[Written instruction] In the records below, find the line containing "Prompt: place one marker on each instance of the blue logo"; give it again exactly, along with every line that follows, and nothing else.

[Material for this exercise]
>> Begin

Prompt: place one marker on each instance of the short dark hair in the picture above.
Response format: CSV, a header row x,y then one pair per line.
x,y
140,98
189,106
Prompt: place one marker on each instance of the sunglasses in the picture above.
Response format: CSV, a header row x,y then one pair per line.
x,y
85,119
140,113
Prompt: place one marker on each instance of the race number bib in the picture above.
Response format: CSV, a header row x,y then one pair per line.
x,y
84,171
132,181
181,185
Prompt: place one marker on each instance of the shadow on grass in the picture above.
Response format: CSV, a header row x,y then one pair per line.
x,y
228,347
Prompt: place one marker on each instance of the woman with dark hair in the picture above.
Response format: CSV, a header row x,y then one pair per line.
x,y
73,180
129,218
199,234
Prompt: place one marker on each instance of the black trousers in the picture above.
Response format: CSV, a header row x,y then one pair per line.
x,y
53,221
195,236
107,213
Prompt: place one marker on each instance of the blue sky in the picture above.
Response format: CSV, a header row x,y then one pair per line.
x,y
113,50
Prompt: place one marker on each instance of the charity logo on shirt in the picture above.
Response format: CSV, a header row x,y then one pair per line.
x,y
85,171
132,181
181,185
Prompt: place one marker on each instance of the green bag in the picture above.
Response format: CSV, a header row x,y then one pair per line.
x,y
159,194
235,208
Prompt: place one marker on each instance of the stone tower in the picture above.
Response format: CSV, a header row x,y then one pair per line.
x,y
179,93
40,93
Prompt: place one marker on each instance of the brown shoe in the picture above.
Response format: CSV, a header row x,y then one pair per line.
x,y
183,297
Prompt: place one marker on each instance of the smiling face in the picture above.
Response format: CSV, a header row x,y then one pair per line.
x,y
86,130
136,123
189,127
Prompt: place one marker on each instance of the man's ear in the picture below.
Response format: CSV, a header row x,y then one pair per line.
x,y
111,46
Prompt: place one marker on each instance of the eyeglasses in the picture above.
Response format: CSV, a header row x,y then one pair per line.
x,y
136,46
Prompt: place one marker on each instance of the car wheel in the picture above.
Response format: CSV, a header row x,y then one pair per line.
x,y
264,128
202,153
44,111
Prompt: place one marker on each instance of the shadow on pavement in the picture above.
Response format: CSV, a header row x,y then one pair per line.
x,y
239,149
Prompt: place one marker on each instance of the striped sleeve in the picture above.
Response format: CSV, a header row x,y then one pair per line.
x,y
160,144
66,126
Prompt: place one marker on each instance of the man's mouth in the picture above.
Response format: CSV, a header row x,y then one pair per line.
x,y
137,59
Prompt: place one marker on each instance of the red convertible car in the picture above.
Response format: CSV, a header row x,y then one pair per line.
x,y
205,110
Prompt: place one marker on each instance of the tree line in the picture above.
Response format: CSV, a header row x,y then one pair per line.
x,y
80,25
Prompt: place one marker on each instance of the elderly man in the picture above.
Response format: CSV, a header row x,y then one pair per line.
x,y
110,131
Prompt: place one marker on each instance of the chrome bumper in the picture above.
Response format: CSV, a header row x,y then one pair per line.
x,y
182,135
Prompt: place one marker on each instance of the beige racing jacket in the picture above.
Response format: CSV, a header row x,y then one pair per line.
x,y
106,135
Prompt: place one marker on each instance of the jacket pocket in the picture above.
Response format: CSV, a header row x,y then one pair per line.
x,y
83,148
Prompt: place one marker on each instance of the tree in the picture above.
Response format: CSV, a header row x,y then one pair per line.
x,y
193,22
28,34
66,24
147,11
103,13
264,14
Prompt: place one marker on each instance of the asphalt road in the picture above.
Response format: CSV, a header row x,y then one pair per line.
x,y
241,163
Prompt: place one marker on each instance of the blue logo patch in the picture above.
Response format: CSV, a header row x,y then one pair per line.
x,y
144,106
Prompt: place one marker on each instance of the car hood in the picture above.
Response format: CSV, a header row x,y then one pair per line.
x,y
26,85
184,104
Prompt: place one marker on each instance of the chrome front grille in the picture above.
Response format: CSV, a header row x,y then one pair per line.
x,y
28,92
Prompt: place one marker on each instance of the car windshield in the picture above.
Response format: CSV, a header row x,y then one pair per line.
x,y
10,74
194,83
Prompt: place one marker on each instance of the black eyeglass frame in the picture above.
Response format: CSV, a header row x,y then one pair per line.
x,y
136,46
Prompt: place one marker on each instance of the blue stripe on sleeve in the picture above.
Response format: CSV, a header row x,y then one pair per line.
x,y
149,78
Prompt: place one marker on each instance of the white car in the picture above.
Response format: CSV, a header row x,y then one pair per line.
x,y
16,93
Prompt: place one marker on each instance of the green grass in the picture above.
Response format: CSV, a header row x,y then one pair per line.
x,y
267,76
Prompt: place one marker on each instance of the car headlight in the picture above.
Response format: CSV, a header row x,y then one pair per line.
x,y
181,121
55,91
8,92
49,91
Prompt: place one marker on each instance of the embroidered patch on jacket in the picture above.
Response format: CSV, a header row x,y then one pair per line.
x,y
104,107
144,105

>> End

[The answer]
Prompt: place one marker on each instance of the blue logo patch in the picture above.
Response format: CSV, a header row x,y then one pair per line.
x,y
144,106
Prompt: place one marker on each instance of the car hood in the picture above.
Response format: CSV, a header row x,y then one pair per line.
x,y
26,85
184,104
Prompt: place one marker on each instance of the chrome front grille in the picture above.
Response format: CSV, a header row x,y then one pair per line.
x,y
28,92
Prompt: place one marker on each instance of the car windshield in the picture above.
Response format: CSV, a header row x,y then one pair per line.
x,y
10,74
194,83
Prompt: place one marker on each instance of the black eyeglass frame in the picture above.
Response format: CSV, a header row x,y then one pair per line.
x,y
136,46
Prompt: place one marker on each instance of the blue stripe on sleeve in the picture above.
Response format: CSV, a header row x,y then one pair per line.
x,y
149,78
Prompt: place one marker on each instance of the white car in the picture above.
Response format: CSV, a header row x,y then one pair per line.
x,y
16,93
Prompt: place one marker on each instance of the green grass in the picture above.
Response format: CSV, a header row x,y then one pair per line.
x,y
267,76
Prompt: place one marker on each instance of the car headlight in the picture above.
Response format: CSV, a header row x,y then one pair per line.
x,y
181,121
55,91
8,92
49,91
Prompt: place one marker on each instance of the embroidered patch on jacket in the picture above.
Response format: CSV, a header row x,y then one pair per line.
x,y
104,107
144,105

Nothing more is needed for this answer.